Directive 1:
From the article on the B'z album New Love, return the passage that begins at the words "New Love is" and ends after "rugby union team.".
Directive 2:
Answer these questions from the article on the B'z album New Love:
(a) On what date was the album released?
(b) How many editions does the album come in?
(c) Which song was used as the ending theme for the TV show Suits?
Directive 3:
Continue the article on the B'z album New Love from the point where it stops.
== Extract
New Love is the twenty-first studio album by the Japanese rock duo B'z. It was released on May 29, 2019, about a year and a half after their previous album Dinosaur. It is the first B'z album to not have an accompanying single, though music videos were produced for "Tsuwamono, Hashiru", "Wolf", and "Majestic".

The album debuted at number one on the Oricon weekly albums chart and on the Billboard Japan album chart.

The album comes in three editions: A standard CD edition, a vinyl edition, and a limited edition box set featuring the CD with a t-shirt featuring the album art.

"Wolf" was used as the ending theme for the Japanese TV show Suits. "Majestic" was used in a Pocky commercial and "Tsuwamono, Hashiru" was used in commercials for Lipovitan to support the Japan national rugby union team.

Track listing

Personnel 
B'z
 Koshi Inaba – vocals, blues harp on "Deus"
====
== Material shown
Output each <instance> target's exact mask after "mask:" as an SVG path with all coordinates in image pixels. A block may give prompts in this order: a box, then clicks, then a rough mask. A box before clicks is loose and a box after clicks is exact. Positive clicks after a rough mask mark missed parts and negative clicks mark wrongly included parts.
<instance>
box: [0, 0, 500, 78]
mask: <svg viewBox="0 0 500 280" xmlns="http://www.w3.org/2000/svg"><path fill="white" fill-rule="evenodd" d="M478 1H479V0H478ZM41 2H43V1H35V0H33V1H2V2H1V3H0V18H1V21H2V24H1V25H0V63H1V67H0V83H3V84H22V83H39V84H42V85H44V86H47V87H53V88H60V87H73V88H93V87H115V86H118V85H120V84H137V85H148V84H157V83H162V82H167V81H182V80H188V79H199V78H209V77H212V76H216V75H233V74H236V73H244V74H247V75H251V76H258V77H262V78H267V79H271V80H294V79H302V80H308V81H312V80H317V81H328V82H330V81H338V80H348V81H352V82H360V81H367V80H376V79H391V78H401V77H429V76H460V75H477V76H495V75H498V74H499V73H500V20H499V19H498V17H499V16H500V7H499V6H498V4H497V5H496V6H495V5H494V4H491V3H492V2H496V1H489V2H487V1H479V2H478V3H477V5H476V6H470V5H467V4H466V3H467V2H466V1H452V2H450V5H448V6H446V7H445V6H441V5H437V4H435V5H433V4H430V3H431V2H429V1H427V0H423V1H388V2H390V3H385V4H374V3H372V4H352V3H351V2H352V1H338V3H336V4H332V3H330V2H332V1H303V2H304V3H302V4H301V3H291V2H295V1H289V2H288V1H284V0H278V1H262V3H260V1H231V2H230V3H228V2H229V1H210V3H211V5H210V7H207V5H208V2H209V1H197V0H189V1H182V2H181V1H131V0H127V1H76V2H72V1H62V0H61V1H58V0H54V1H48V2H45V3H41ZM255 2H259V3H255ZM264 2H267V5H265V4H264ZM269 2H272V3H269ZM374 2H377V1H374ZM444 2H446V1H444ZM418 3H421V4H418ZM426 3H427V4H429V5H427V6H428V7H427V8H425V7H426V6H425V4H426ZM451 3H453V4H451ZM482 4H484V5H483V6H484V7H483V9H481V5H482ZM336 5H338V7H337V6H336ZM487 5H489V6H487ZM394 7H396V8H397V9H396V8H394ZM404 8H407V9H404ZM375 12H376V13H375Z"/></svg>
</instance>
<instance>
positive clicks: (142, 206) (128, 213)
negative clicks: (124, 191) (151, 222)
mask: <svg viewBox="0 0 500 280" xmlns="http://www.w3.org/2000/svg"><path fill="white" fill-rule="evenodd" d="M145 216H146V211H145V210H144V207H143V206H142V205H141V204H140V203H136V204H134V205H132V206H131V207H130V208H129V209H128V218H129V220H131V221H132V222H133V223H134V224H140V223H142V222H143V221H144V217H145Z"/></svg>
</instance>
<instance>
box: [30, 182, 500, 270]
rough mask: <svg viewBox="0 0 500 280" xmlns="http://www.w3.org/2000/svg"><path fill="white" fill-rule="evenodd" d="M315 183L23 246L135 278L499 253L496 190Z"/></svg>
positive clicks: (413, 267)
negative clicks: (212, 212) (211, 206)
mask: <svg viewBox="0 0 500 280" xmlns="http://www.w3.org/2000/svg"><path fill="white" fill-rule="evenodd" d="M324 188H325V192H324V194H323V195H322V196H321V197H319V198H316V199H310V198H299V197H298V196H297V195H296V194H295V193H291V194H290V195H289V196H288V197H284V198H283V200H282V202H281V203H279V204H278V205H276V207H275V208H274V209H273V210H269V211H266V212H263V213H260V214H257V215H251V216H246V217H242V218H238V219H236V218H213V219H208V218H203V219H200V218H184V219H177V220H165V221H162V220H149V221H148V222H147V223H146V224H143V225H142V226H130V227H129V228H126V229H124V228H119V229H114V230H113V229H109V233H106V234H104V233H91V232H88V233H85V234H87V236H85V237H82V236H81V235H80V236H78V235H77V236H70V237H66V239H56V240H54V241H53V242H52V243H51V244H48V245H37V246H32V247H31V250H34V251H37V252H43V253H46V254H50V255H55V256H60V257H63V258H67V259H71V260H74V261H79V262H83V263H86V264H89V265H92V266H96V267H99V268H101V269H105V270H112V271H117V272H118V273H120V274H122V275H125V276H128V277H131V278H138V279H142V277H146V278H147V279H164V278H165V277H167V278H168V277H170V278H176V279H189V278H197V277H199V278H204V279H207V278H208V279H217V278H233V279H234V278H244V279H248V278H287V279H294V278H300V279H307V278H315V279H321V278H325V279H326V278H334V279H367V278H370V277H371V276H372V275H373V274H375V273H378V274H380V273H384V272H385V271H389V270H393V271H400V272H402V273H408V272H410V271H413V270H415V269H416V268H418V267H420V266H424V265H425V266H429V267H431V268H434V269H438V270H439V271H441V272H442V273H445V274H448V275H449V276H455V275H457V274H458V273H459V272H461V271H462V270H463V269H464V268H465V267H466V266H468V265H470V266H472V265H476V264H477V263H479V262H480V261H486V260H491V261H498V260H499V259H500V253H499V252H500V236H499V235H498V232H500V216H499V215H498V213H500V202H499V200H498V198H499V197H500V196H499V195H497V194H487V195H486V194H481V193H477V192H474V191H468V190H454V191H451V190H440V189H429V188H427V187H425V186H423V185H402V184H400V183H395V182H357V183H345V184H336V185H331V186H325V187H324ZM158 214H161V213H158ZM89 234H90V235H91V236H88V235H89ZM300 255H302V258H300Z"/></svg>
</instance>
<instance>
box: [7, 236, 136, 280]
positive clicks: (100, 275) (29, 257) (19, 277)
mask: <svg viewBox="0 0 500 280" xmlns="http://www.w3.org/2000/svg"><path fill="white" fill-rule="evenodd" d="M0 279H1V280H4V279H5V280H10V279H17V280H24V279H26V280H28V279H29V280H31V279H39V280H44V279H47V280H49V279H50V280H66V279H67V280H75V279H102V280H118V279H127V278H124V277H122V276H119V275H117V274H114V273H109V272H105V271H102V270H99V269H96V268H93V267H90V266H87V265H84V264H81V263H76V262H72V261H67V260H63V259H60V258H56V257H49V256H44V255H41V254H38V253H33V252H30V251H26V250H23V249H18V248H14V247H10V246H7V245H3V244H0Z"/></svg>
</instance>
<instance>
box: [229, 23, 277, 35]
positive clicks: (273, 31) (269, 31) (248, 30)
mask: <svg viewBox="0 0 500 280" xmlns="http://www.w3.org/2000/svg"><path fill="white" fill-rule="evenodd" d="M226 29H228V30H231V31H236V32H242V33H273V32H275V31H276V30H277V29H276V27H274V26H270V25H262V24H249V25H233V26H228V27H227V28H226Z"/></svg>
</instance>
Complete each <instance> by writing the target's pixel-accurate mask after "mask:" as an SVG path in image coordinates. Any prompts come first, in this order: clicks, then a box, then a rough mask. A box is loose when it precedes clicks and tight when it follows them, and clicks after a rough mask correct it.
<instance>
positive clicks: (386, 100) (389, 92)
====
Written answer 1:
New Love is the twenty-first studio album by the Japanese rock duo B'z. It was released on May 29, 2019, about a year and a half after their previous album Dinosaur. It is the first B'z album to not have an accompanying single, though music videos were produced for "Tsuwamono, Hashiru", "Wolf", and "Majestic".

The album debuted at number one on the Oricon weekly albums chart and on the Billboard Japan album chart.

The album comes in three editions: A standard CD edition, a vinyl edition, and a limited edition box set featuring the CD with a t-shirt featuring the album art.

"Wolf" was used as the ending theme for the Japanese TV show Suits. "Majestic" was used in a Pocky commercial and "Tsuwamono, Hashiru" was used in commercials for Lipovitan to support the Japan national rugby union team.

Written answer 2:
(a) May 29, 2019
(b) Three
(c) "Wolf"

Written answer 3:
 Tak Matsumoto – guitars

Additional musicians
 Joe Perry – guitar on "Rain & Dream"
 Yukihide "YT" Takiyama – backing vocals on "Deus" and "Majestic"
 Sam Pomanti – backing vocals on "Mr. Armour"
 Brian Tichy – drums on tracks 1, 4, 6-8, 10-13
 Shane Gaalaas – drums on "Tsuwamono, Hashiru"
 Tomu Tamada – drums on "Wolf" and "Majestic"
 Brittany Maccarello – drums on "Rain & Dream" and "Golden Rookie"
 Mohini Dey – bass on tracks 1, 4, 8, 12, 13
 Barry Sparks – bass on "Tsuwamono, Hashiru"
 Seiji Kameda – bass on "Wolf" and "Majestic"
 Robert DeLeo – bass on tracks 6, 7, 9-11
 Jeff Babko – keyboards on tracks 3, 4, 8-12
 Lenny Castro – percussion on tracks 1, 4, 6, 8, 11, 12
 Andy Wolf – saxophone on "Wolf"
 Azusa Tojo – trombone
 Kenichiro Naka – trumpet on "Wolf"
 Mika Hashimoto with Lime Ladies Orchestra – strings on "Da La Da Da"

Production
 Yukihide "YT" Takiyama – arrangement
 Hideyuki Teraji – vocal direction on tracks 1, 4, 6-13, strings arrangement on "Da La Da Da"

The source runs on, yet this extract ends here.